== Exercise task ==
Reproduce the listing below line for line, without changing a single character.

== Exercise data ==
• • • • • • •

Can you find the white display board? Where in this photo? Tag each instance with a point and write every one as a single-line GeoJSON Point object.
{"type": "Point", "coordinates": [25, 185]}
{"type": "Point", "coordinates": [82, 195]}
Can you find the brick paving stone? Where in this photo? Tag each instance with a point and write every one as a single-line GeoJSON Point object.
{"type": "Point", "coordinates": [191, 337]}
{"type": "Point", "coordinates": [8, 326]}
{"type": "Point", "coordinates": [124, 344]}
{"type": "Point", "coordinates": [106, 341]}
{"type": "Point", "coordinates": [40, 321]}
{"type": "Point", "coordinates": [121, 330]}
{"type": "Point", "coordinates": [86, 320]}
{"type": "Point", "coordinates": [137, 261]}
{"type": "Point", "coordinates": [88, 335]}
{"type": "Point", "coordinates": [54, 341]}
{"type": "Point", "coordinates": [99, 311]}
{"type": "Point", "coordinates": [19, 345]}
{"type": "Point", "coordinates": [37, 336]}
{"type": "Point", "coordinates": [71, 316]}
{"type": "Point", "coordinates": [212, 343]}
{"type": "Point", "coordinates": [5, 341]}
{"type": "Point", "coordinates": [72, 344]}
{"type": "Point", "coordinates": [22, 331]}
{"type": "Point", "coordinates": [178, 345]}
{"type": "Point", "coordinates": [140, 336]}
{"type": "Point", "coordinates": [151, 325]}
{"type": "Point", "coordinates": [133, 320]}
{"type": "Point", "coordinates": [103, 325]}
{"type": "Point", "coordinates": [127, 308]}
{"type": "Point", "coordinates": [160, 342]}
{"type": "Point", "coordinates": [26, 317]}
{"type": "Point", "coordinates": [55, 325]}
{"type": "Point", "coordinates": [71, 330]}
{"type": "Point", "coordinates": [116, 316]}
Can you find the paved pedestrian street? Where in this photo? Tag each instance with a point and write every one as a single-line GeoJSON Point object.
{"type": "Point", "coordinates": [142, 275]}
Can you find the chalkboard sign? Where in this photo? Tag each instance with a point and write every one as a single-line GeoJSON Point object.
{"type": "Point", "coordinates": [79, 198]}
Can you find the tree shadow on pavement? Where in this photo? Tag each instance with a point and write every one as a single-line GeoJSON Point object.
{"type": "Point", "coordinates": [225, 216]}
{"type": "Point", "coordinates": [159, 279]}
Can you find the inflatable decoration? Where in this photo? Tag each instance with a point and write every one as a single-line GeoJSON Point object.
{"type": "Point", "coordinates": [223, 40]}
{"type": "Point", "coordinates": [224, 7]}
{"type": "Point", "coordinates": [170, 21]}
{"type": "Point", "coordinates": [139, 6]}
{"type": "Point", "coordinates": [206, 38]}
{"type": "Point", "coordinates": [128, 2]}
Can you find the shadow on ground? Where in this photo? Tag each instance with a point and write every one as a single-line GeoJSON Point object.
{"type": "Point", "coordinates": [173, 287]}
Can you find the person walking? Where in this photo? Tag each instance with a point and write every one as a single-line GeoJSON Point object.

• • • • • • •

== Correct output ==
Can you find the white display board? Where in this photo? Tag each instance with a point and write every one as a single-line GeoJSON Point object.
{"type": "Point", "coordinates": [25, 185]}
{"type": "Point", "coordinates": [82, 195]}
Can you find the brick paving stone? Where in this photo? Tag each instance with a point and write every one as a single-line GeoJSON Point object.
{"type": "Point", "coordinates": [191, 337]}
{"type": "Point", "coordinates": [8, 326]}
{"type": "Point", "coordinates": [124, 344]}
{"type": "Point", "coordinates": [106, 341]}
{"type": "Point", "coordinates": [40, 321]}
{"type": "Point", "coordinates": [121, 330]}
{"type": "Point", "coordinates": [86, 320]}
{"type": "Point", "coordinates": [137, 261]}
{"type": "Point", "coordinates": [88, 335]}
{"type": "Point", "coordinates": [54, 341]}
{"type": "Point", "coordinates": [99, 311]}
{"type": "Point", "coordinates": [19, 345]}
{"type": "Point", "coordinates": [37, 336]}
{"type": "Point", "coordinates": [71, 316]}
{"type": "Point", "coordinates": [212, 343]}
{"type": "Point", "coordinates": [5, 341]}
{"type": "Point", "coordinates": [72, 344]}
{"type": "Point", "coordinates": [22, 331]}
{"type": "Point", "coordinates": [178, 345]}
{"type": "Point", "coordinates": [140, 336]}
{"type": "Point", "coordinates": [151, 325]}
{"type": "Point", "coordinates": [133, 320]}
{"type": "Point", "coordinates": [103, 325]}
{"type": "Point", "coordinates": [127, 308]}
{"type": "Point", "coordinates": [160, 342]}
{"type": "Point", "coordinates": [26, 317]}
{"type": "Point", "coordinates": [55, 325]}
{"type": "Point", "coordinates": [71, 330]}
{"type": "Point", "coordinates": [116, 316]}
Can you find the paved pedestrian street? Where in this photo? Tag each instance with a point and write every one as a single-line GeoJSON Point object.
{"type": "Point", "coordinates": [142, 275]}
Can you find the chalkboard sign? Where in this photo? Tag each instance with a point and write every one as a single-line GeoJSON Point object.
{"type": "Point", "coordinates": [79, 198]}
Can you find the tree shadow on pavement? Where in this photo? Tag each instance with a point and write every one as a single-line GeoJSON Point object.
{"type": "Point", "coordinates": [225, 216]}
{"type": "Point", "coordinates": [159, 279]}
Can you find the inflatable decoration? Where in this photo? Tag each instance with a point and write every one as a single-line GeoJSON Point object.
{"type": "Point", "coordinates": [223, 40]}
{"type": "Point", "coordinates": [224, 7]}
{"type": "Point", "coordinates": [170, 21]}
{"type": "Point", "coordinates": [139, 6]}
{"type": "Point", "coordinates": [206, 38]}
{"type": "Point", "coordinates": [128, 2]}
Can you find the shadow on ground? Where in this photo? Tag each instance with a point and write every one as a single-line GeoJSON Point object.
{"type": "Point", "coordinates": [173, 287]}
Can you find the person walking? Where in this photo? Tag each instance with a point and write every one as a single-line GeoJSON Point object.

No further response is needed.